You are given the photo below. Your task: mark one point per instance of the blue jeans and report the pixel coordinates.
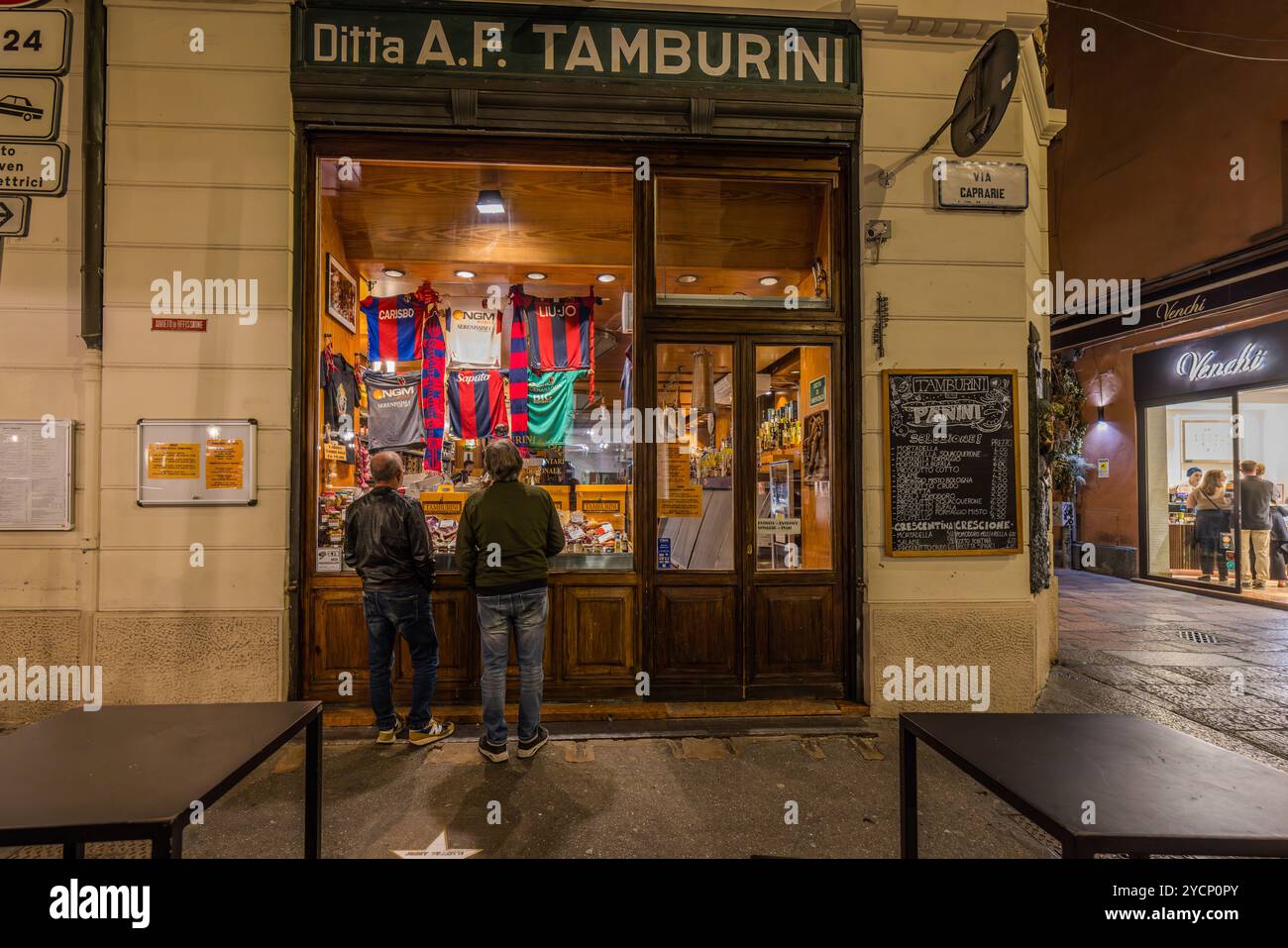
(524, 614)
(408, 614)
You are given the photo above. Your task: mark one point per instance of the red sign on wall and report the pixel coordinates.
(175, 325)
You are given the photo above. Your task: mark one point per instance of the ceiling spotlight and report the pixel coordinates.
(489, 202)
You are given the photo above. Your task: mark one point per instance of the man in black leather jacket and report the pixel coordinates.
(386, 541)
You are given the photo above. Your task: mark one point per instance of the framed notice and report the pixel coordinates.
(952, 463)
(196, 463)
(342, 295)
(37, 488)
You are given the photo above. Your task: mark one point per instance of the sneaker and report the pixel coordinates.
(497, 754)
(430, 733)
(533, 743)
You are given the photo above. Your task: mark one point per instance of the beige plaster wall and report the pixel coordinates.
+===+
Output each line exactly as shown above; no pictures go in the copy.

TASK RESULT |
You are given the photo below. Your task: mark one point per instance of the blue jeans and report the pixel coordinates.
(524, 614)
(408, 614)
You are given the photo above. Your task: mark one point per instance of the red sign on wall and report the pixel coordinates.
(175, 325)
You are given the photo above. Your task: mark one point per instance of the ceiling spotlight and report the pixel coordinates.
(489, 202)
You are given the photo above. Your task: mark one point per instance of the man in black leather jacket and report the pixel coordinates.
(386, 541)
You are given the photo above. Your task: mark one point per instance of the framed notice and report the pixel coordinates.
(952, 463)
(196, 463)
(342, 295)
(37, 488)
You are given the photo above. Your task: mark one point per instance of the sneaker and report the pixel coordinates.
(497, 754)
(430, 733)
(533, 743)
You are given the photo above. Your task: mark one point per instance of the beige plaster wall and report the pixel coordinates.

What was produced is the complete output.